● Stored data
================================

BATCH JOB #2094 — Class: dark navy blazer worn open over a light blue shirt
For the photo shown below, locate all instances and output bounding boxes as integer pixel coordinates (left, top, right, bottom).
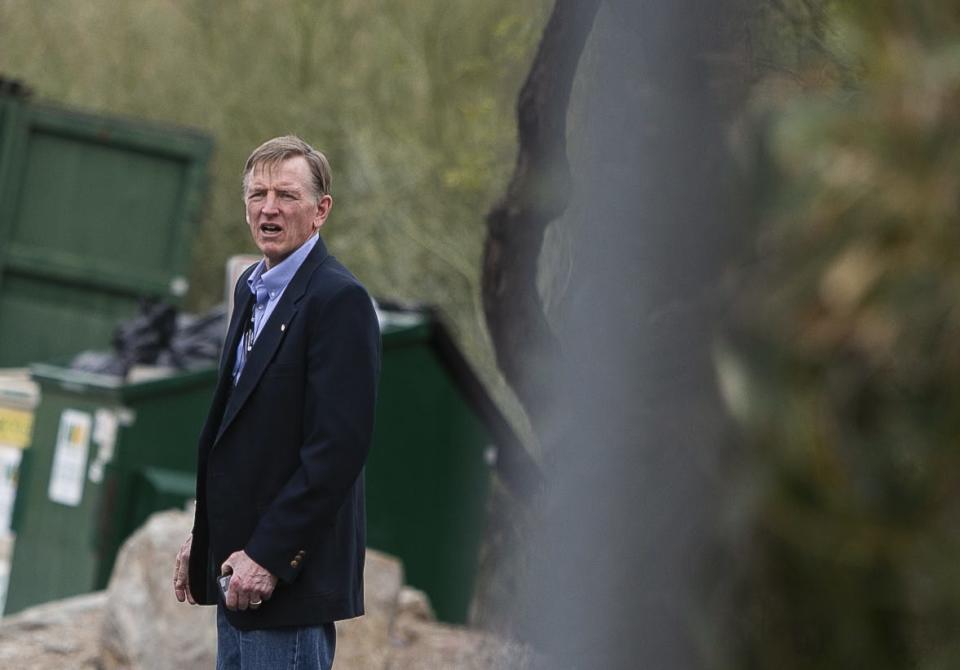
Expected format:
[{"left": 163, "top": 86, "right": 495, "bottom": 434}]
[{"left": 190, "top": 240, "right": 380, "bottom": 630}]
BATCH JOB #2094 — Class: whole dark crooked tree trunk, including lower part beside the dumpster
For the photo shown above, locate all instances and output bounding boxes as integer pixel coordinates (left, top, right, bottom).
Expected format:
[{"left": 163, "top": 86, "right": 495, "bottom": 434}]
[{"left": 470, "top": 0, "right": 600, "bottom": 636}]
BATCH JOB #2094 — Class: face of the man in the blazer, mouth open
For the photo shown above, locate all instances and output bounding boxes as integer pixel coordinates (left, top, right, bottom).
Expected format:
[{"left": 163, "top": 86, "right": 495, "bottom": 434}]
[{"left": 244, "top": 156, "right": 333, "bottom": 269}]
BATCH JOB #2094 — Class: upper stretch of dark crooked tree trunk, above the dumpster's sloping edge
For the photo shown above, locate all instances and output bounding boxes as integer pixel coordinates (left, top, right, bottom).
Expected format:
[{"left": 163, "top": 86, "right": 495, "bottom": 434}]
[{"left": 482, "top": 0, "right": 600, "bottom": 436}]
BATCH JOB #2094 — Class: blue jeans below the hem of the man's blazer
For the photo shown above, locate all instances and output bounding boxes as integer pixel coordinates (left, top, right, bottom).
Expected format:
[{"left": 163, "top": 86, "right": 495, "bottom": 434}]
[{"left": 217, "top": 603, "right": 337, "bottom": 670}]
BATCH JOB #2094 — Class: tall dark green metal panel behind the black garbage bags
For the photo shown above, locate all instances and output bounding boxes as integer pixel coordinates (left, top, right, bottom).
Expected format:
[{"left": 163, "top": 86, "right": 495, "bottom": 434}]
[{"left": 0, "top": 87, "right": 213, "bottom": 367}]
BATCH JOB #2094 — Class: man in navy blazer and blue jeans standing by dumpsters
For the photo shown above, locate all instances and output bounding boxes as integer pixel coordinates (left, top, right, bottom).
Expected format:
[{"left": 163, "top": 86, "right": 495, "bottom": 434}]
[{"left": 174, "top": 137, "right": 380, "bottom": 670}]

================================

● ACTION ITEM
In the entries above, locate every line with the word "blazer" and copy it.

● TASK RESULT
BATCH JOB #2094 — Class: dark navy blazer worn open over a light blue shirt
BATCH JOB #2094 — Class: face of the man in the blazer, mouth open
BATCH JOB #2094 — Class: blue jeans below the hem of the man's blazer
BATCH JOB #2094 — Class: man in navy blazer and blue jeans standing by dumpsters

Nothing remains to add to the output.